[Verilen Görevler]:
[A] Çayönü metninde "Çayönü, karbon 14 metodu" sözleriyle başlayan paragrafı, ana bilgilerini koruyarak madde madde yeniden yazın.
[B] Girdilerde "sign" dizesini içeren satırların tümünü seçin ve değiştirmeden kopyalayın. Büyük ve küçük harf ayrımına dikkat edin.

Çayönü Höyüğü Kazıları

Arkeolojik Kazı Doğal ve Kültürel Miras Yerleşim Kazısı Höyük

Diyarbakır’ın Ergani ilçesine bağlı Sesverenpınar Köyü'nün sınırları içinde yer alan Çayönü, tarihi dokusu ve yerleşik yaşam ile birlikte tarımın ilk yapıldığı yerleşim yeri olmasından ötürü dünya açısından eşsiz bir öneme sahiptir. 500 metre yakınında birinci derece arkeolojik sit ilan edilen Hilar Mağaraları bulunmaktadır. Ayrıca Hallan Çemi, Körtiktepe, Göbeklitepe, Nevali Çori gibi yerleşim yerlerine de yakın bir bölgede yer almaktadır. Bu yüzden Çayönü halkının diğer yaşam alanları ile etkileşimi artmıştır. Öyle ki obsidyen ve çeşitli deniz kabuklarının bulunması kültürler arası etkileşimin yoğun olduğunu desteklemektedir.

Neolitik Çağ’ın bütün gelişim evrelerini kesintisiz olarak yansıtan Çayönü, avcılık ve toplayıcılıktan yerleşik düzene geçişin simgesi olan tarım ve köy yaşantısına dair oldukça önemli bilgiler sunmaktadır. Çünkü Neolitik döneme ait bütün alanlarıyla birlikte kurulmuş (kompleks) başka bir yerleşim yeri Ergani’de bulunmamaktadır.

Çayönü, karbon 14 metodu kullanılarak yapılan ölçümlere göre MÖ 7500-6750 yılları arasına tarihlenmektedir. Temel geçim kaynağı avcılık ve toplayıcılık olan Çayönü halkı daha sonra tarımla uğraşmaya başlamış ve buğday ile mercimek ekmiştir. Anadolu’nun en eski çiftçileri olarak ün salmışlardır. Köpeği, keçiyi, koyunu ve son olarak domuzu evcilleştirdikleri bilinmektedir. Çayönü, yeraltı kaynakları açısından gelişmiş bir bölgedir. Ortaya çıkarılan buluntular göz önüne alındığında bakır madeninin bol miktarda kullanıldığı görülmektedir.

[Kayıtlı Veriler]:
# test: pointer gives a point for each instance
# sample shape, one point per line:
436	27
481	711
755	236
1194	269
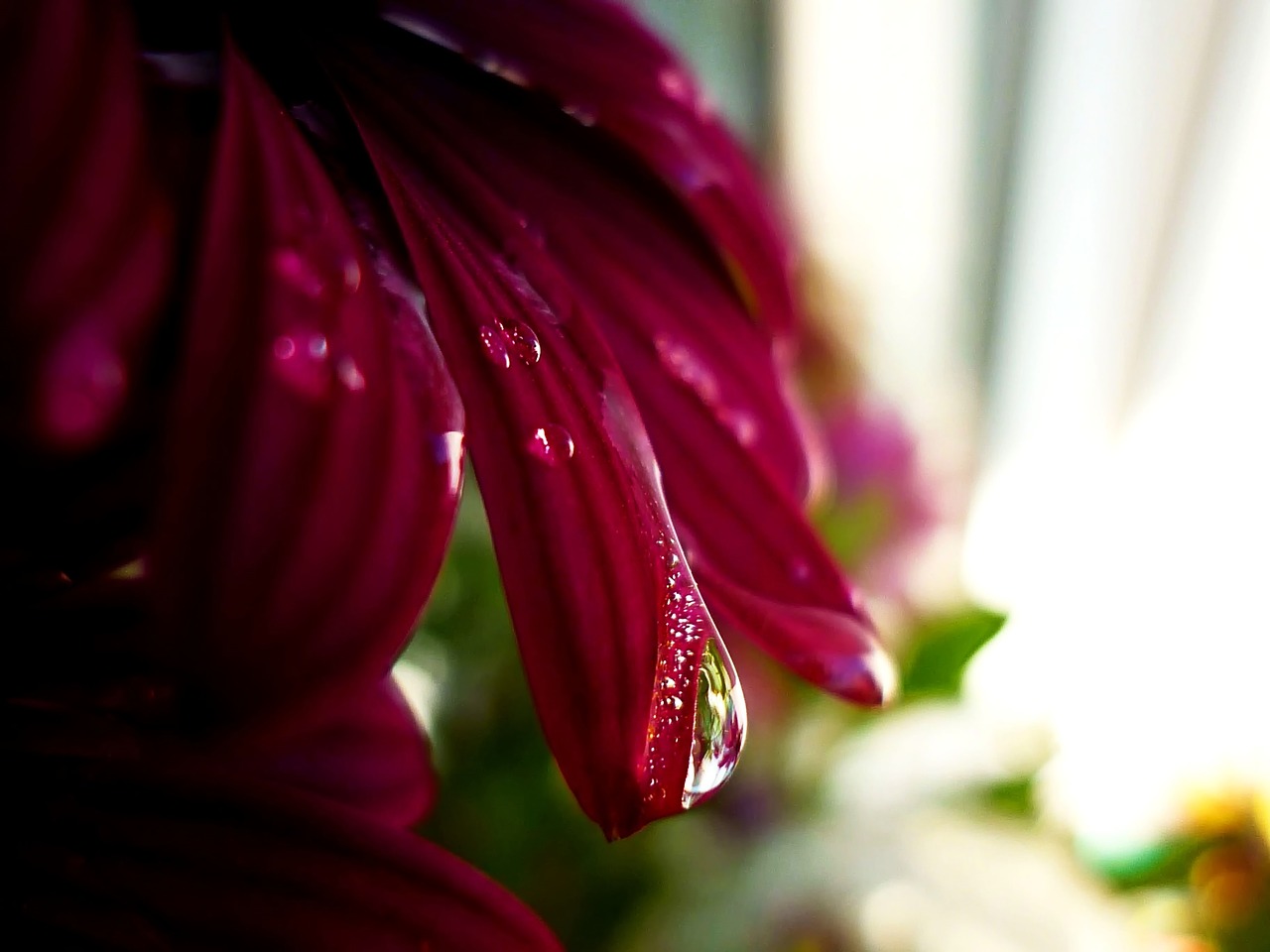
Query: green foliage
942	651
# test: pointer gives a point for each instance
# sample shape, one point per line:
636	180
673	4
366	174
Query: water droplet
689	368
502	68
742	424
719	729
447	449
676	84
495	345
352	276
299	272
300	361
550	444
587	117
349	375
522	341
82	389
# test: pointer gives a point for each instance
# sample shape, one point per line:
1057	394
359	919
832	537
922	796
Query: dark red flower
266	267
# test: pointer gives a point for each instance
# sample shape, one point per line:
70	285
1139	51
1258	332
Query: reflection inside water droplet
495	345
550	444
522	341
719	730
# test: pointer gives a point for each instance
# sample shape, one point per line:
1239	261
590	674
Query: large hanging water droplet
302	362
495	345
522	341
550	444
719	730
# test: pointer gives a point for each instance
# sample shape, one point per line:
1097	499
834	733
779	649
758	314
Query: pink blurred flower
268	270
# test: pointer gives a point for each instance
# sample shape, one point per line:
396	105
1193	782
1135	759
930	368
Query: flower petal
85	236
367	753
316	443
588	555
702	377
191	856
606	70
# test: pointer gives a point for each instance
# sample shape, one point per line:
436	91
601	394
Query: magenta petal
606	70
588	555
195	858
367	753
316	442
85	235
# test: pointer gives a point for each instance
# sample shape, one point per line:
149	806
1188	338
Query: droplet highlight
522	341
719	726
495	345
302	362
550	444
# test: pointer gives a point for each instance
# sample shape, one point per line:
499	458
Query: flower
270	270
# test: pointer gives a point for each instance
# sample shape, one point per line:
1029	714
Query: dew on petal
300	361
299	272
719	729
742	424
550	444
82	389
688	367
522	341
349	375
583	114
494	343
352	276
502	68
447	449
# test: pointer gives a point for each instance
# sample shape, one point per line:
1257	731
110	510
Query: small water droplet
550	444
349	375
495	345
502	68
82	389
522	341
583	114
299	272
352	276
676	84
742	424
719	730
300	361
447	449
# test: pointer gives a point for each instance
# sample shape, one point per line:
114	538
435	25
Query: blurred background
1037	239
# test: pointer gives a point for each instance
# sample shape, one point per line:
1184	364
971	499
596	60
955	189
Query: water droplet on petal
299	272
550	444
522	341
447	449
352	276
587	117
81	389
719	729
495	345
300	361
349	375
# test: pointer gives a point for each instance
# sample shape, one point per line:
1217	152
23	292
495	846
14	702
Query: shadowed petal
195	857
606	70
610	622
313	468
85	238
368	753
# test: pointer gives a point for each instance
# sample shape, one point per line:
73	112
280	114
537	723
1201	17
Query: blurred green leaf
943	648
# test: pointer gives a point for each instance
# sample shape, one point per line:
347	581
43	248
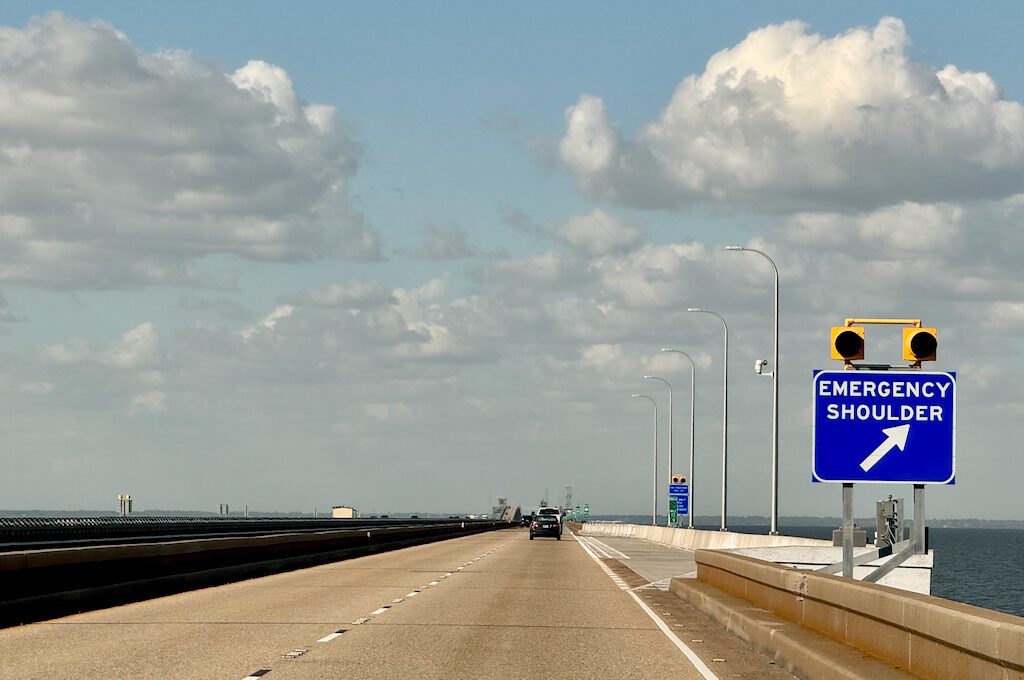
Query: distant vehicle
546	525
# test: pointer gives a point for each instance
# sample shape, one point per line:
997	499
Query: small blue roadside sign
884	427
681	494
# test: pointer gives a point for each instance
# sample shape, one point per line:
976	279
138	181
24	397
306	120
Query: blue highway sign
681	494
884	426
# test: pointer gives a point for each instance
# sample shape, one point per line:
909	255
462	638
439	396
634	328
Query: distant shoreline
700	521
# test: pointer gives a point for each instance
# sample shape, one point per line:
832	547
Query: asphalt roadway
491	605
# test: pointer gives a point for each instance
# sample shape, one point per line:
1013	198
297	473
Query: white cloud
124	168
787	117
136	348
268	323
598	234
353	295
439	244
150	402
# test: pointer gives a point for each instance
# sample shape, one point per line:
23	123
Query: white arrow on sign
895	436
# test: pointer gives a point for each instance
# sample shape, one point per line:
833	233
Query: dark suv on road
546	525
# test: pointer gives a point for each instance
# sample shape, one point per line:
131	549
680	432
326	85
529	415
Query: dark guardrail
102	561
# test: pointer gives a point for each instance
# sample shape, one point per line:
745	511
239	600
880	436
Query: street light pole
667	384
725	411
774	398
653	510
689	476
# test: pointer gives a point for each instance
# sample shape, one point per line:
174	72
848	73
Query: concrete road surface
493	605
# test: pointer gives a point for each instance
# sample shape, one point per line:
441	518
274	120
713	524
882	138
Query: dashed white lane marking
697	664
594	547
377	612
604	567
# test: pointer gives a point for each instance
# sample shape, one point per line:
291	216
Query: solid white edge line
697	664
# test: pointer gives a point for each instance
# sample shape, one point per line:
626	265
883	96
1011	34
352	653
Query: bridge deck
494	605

[Yanıtlar]:
[A]
- Çayönü, karbon 14 ölçümlerine göre MÖ 7500-6750 yılları arasına tarihlenir.
- Halkın temel geçim kaynağı önce avcılık ve toplayıcılıktı. Daha sonra tarıma geçerek buğday ve mercimek ektiler.
- Anadolu'nun en eski çiftçileri olarak ün saldılar.
- Köpeği, keçiyi, koyunu ve son olarak domuzu evcilleştirdiler.
- Bölge, yeraltı kaynakları bakımından gelişmiştir.
- Buluntular, bakır madeninin bol miktarda kullanıldığını gösterir.

[B]
Query: small blue roadside sign
Query: blue highway sign
Query: white arrow on sign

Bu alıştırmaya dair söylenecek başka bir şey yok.